*TASK DESCRIPTION*.
Transcribe exactly the lines that fall between the one holding "x=1242, y=243" and the one holding "target | man with yellow sweater", inclusive, from the entries below.

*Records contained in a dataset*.
══════════

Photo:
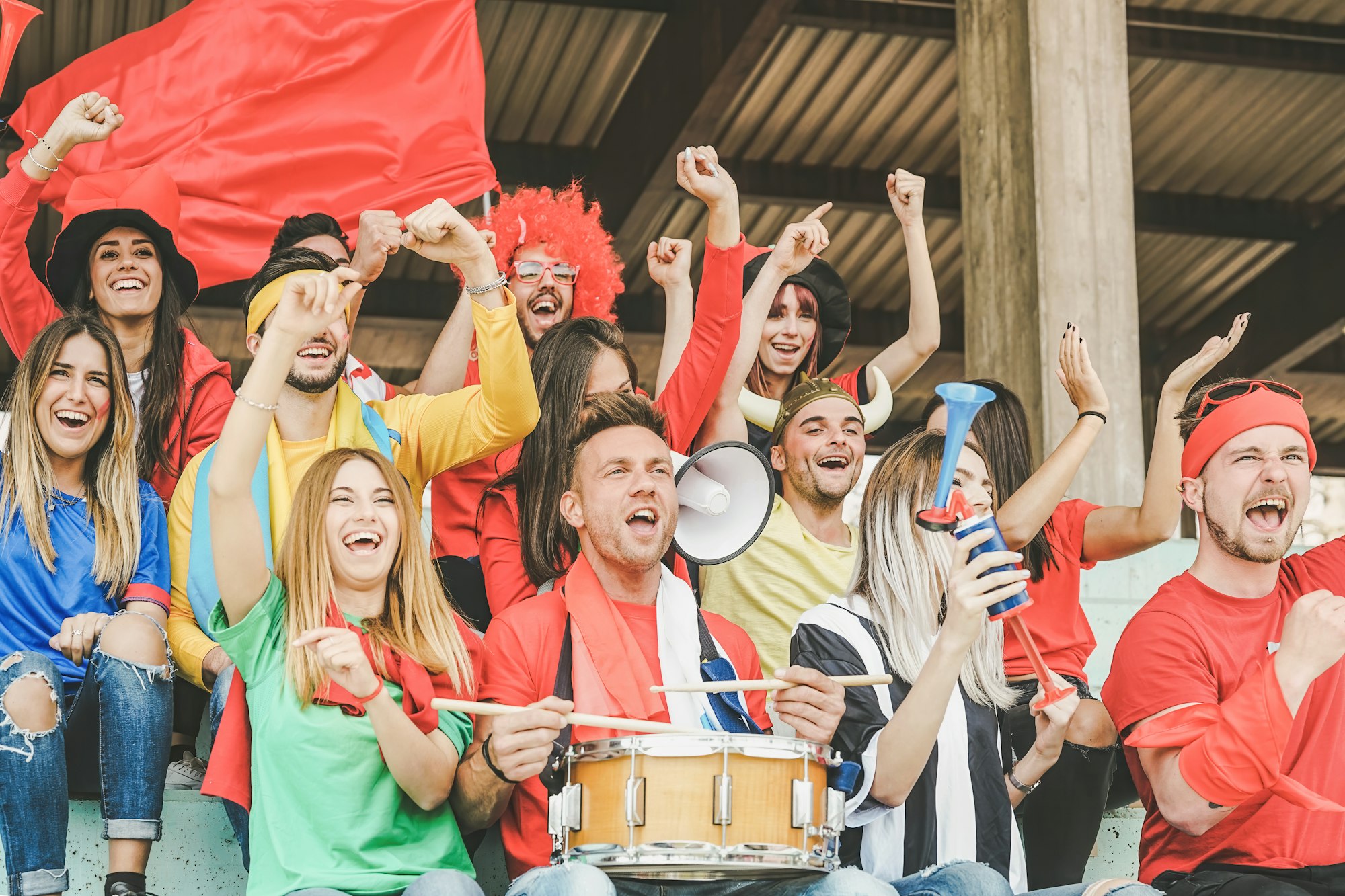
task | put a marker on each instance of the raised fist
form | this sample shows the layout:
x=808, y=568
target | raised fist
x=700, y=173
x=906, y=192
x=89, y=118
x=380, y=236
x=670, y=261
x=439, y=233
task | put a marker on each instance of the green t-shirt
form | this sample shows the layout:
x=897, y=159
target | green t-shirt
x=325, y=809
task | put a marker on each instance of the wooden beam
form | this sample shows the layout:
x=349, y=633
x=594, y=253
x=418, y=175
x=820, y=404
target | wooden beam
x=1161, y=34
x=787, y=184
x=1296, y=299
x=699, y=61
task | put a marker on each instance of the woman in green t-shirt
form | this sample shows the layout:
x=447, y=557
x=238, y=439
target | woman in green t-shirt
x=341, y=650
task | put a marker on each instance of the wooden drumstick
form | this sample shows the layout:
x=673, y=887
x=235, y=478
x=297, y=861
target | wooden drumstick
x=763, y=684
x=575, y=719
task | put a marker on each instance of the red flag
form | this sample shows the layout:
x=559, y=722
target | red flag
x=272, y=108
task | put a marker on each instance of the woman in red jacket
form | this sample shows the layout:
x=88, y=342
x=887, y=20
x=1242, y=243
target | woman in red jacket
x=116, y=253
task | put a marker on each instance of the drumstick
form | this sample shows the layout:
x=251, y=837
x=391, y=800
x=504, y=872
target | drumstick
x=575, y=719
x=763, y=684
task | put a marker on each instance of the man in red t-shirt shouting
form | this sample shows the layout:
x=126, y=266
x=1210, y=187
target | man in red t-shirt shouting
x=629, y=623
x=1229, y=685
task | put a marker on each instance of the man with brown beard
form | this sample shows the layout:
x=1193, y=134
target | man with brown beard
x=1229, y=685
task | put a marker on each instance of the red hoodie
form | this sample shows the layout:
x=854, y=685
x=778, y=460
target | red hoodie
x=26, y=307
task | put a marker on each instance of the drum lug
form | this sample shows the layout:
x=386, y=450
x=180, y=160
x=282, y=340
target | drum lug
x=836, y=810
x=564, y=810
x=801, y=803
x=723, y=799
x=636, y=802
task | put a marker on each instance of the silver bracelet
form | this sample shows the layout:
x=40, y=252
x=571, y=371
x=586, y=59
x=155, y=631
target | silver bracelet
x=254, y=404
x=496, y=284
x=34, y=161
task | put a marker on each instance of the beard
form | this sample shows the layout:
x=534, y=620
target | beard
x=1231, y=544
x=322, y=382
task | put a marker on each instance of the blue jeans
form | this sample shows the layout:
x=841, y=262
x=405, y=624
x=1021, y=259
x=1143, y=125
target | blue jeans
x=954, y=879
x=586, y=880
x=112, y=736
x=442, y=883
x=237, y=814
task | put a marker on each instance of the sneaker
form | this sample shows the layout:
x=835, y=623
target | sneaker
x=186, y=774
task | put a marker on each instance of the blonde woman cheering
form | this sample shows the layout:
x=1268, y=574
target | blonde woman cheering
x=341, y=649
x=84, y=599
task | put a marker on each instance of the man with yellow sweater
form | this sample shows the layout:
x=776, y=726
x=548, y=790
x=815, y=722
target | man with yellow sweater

══════════

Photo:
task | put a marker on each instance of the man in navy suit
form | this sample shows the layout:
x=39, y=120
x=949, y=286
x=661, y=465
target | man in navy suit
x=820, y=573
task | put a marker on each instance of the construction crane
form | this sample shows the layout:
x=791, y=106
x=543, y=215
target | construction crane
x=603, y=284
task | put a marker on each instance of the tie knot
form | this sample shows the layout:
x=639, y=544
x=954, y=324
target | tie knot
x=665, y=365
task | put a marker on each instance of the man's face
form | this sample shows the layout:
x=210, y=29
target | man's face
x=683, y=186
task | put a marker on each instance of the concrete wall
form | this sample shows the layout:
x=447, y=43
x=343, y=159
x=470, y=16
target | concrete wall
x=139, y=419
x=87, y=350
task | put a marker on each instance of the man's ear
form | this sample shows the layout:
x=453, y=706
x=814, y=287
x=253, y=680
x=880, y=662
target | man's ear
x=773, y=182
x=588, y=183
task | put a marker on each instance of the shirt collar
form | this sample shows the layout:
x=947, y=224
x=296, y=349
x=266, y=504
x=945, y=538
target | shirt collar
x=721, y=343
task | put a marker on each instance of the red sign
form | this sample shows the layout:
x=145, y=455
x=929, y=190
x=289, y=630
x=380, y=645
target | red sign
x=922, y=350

══════════

*RESPONSE AREA*.
x=1242, y=243
target | woman in red jacket
x=116, y=253
task | put a marker on each instance of the drumstick
form | this sample shows the layout:
x=251, y=837
x=391, y=800
x=504, y=872
target | drumstick
x=575, y=719
x=763, y=684
task | put a marker on each instance of the man in red t-shirt shouting
form | this sample shows the layout:
x=126, y=266
x=1210, y=187
target | man in red t-shirt shouting
x=629, y=623
x=1229, y=685
task | put a marker on each instance of the man with brown beard
form | this sample shows the layout:
x=1193, y=134
target | man with brown beard
x=1229, y=685
task | put a marker on each instance of the red hoodie
form | this sample shows the layout:
x=854, y=685
x=778, y=460
target | red hoodie
x=26, y=307
task | put a marker on each instance of the drum lug
form | this sample shows the layout:
x=386, y=450
x=180, y=160
x=282, y=340
target | drum lug
x=836, y=810
x=564, y=810
x=801, y=803
x=723, y=799
x=636, y=802
task | put a marker on each instance of the silver bracelet
form | this sample shows the layout:
x=40, y=252
x=571, y=371
x=586, y=59
x=155, y=631
target | silver bracelet
x=254, y=404
x=496, y=284
x=34, y=161
task | put a marker on each instance of the beard
form | this sample shows the layout:
x=534, y=620
target | beard
x=1231, y=544
x=322, y=382
task | put a marker on each instance of the blue jeans
form | this sample shows the layout:
x=841, y=262
x=405, y=624
x=1021, y=259
x=1143, y=125
target | blue jeans
x=954, y=879
x=586, y=880
x=112, y=736
x=442, y=883
x=237, y=814
task | put a marker on each instance of the sneaker
form | this sample shows the layout:
x=835, y=623
target | sneaker
x=186, y=774
task | put a marker on each instance of the blonde woman cheering
form | this sample shows the layout:
x=1268, y=574
target | blonde woman cheering
x=341, y=649
x=84, y=599
task | put a marker on each instance of the man with yellow sweater
form | this sample shows the layout:
x=776, y=726
x=548, y=790
x=815, y=722
target | man with yellow sweater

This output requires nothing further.